ИСХОДНЫЙ ТЕКСТ |
######
«Полузакрытые» письма – письма, автор и адресат которых часто были связаны когда-то близкими, дружескими отношениями, – будут появляться и на рубеже 1980–1990‐х, став к этому времени привычным, естественным способом ответа на публичное высказывание, вызвавшее резкое несогласие. Таково письмо Ирины Уваровой к Александру Воронелю по поводу его предисловия «Право быть услышанным» к эссе Сергея Хмельницкого «Из чрева китова» в 1986 году[939]; таково письмо Вадима Борисова к Солженицыну в 1992 году, отвечающее на обвинения в присвоении гонораров за публикацию «Архипелага ГУЛАГ», не опубликованное, но распространенное среди друзей и знакомых[940]. Публичное оскорбление требовало ответа, хотя бы и полупубличного – отсутствие ответа подразумевало, что обвиняющий прав: за 20–25 лет открытые письма стали уже привычной, ожидаемой формой ответа на газетную клевету – объяснений в своем кругу («на кухне») оказывается недостаточно. Письмо, даже и распространяемое лишь на тех же кухнях или дачах, обретало статус «литературного факта», «события», текста, к которому можно было апеллировать, которое вставало рядом с другими текстами, формировавшими общественное мнение, – с открытыми письмами. Среди наиболее распространившихся и известных писем этого рода – письмо Чуковской к Алигер и, позже, в 1973 году, письмо к Надежде Мандельштам самого Каверина, возмущенного ее второй книгой воспоминаний, – письмо, которое в свою очередь возмутит многих.
Возможность личного обращения к «имплицитному читателю», переведения его в какой-то другой ранг показали разосланные Солженицыным по личным адресам писателей экземпляры его открытого письма к IV съезду писателей[941] о необходимости упразднения цензуры: получив копию письма к довольно большой общности (все – делегаты съезда), писатель тем самым приглашался ответить – но не автору письма лично, а съезду[942] или всем, тоже публично.
На письмо Солженицына от 16 мая к съезду, работавшему с 22 по 27 мая, писатели ответили общим письмом (80 подписей) – ответили быстро, за считанные дни до начала работы съезда. Предположим, что составлено оно было бывшими соредакторами «Литературной Москвы» Паустовским и Кавериным, когда-то вместе работавшими над «Открытым письмом товарищам по работе»[943] (одной из предыдущих их попыток реформировать литературный процесс). Как и за год до того, при сборе подписей явно учитывались иерархия и статусы подписантов. Авторы «письма 80-ти» уже не «просили», как в «письме 62‐х», но «сообщали», ставили в известность о позиции значительной части «писательской общественности»:
Письмо А. И. Солженицына ставит перед съездом писателей и перед каждым из нас вопросы чрезвычайной важности. Мы считаем, что невозможно делать вид, будто этого письма нет, и просто отмолчаться. Позиция умолчания неизбежно нанесла бы серьезный ущерб авторитету нашей литературы и достоинству нашего общества.
######
ПРЕДОСТАВЛЕННЫЕ ДАННЫЕ |
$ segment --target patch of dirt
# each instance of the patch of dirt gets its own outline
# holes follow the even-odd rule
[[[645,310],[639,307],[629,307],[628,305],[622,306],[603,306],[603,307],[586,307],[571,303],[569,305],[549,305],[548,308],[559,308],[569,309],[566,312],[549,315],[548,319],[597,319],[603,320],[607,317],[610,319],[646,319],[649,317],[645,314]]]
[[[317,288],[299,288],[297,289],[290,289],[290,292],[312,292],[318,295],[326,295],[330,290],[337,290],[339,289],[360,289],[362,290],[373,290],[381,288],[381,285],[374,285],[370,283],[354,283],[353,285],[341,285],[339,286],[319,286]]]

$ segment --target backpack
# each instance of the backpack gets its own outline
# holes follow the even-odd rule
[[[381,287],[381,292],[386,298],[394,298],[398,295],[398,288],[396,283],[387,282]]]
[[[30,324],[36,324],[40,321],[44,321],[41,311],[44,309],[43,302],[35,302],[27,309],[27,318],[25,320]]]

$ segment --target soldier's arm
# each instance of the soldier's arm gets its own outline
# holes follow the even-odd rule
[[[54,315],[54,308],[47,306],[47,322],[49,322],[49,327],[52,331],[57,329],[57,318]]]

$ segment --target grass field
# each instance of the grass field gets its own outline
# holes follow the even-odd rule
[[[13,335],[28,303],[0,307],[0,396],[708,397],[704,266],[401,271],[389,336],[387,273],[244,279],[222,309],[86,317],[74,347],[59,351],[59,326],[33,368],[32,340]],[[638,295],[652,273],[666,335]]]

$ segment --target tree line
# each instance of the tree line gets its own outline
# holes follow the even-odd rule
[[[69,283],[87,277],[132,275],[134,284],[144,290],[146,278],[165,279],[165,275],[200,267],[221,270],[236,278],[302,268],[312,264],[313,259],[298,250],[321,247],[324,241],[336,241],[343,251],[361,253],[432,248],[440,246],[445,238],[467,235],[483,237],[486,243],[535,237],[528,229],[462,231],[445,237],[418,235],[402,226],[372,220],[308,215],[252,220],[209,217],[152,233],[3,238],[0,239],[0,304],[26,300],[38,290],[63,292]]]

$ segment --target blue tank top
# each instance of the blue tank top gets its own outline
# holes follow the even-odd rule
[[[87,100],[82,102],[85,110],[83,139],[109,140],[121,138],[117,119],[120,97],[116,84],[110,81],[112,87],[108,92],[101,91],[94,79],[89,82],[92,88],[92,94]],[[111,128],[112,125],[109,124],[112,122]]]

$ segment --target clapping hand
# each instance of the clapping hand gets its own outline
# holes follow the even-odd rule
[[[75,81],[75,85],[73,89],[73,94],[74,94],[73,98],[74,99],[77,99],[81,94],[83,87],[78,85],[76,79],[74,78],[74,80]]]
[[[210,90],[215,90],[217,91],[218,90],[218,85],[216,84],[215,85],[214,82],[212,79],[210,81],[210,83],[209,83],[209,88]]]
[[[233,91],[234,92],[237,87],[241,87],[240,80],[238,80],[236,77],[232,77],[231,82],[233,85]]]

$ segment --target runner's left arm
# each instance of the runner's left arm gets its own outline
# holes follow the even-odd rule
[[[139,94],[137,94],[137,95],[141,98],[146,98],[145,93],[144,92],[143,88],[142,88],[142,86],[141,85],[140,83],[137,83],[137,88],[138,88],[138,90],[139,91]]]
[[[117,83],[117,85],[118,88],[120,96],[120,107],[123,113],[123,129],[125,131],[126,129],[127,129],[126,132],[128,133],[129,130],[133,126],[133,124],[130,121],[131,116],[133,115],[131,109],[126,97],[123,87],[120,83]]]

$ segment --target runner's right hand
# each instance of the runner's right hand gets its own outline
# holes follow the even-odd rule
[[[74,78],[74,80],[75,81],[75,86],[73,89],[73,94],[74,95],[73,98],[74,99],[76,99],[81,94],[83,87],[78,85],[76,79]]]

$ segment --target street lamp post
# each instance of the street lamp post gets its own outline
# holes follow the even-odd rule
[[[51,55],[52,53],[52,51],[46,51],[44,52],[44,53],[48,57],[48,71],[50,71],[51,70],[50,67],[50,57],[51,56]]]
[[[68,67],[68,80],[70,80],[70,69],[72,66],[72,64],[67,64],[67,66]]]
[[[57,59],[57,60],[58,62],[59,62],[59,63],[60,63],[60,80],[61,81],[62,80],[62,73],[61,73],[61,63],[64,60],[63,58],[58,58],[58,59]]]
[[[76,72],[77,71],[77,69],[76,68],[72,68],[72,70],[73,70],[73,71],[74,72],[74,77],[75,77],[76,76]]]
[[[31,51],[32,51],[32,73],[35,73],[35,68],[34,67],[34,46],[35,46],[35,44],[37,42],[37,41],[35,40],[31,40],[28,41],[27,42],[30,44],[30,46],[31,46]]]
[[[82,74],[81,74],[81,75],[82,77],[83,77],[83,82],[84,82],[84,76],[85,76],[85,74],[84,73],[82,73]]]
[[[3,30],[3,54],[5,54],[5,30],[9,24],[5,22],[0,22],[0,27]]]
######
КОРОТКОЕ ЗАДАНИЕ 1 |
Выведите без изменений фрагмент текста о полузакрытых письмах, который открывается словами, содержащими «Возможность личного обращения», и завершается словами «всем, тоже публично.».
КОРОТКОЕ ЗАДАНИЕ 2 |
Объясните в одном–трех предложениях, почему, согласно тексту о полузакрытых письмах, публичное оскорбление требовало хотя бы полупубличного ответа.
КОРОТКОЕ ЗАДАНИЕ 3 |
Сколько подписей стояло под общим письмом, которым писатели ответили на письмо Солженицына к съезду, если опираться на текст о полузакрытых письмах?

ПИСЬМЕННЫЙ ОТВЕТ 1 |
Возможность личного обращения к «имплицитному читателю», переведения его в какой-то другой ранг показали разосланные Солженицыным по личным адресам писателей экземпляры его открытого письма к IV съезду писателей[941] о необходимости упразднения цензуры: получив копию письма к довольно большой общности (все – делегаты съезда), писатель тем самым приглашался ответить – но не автору письма лично, а съезду[942] или всем, тоже публично.

ПИСЬМЕННЫЙ ОТВЕТ 2 |
Отсутствие ответа подразумевало, что обвиняющий прав. За 20–25 лет открытые письма стали привычной, ожидаемой формой ответа на газетную клевету, и объяснений в своем кругу («на кухне») оказывалось недостаточно.

ПИСЬМЕННЫЙ ОТВЕТ 3 |
80 подписей.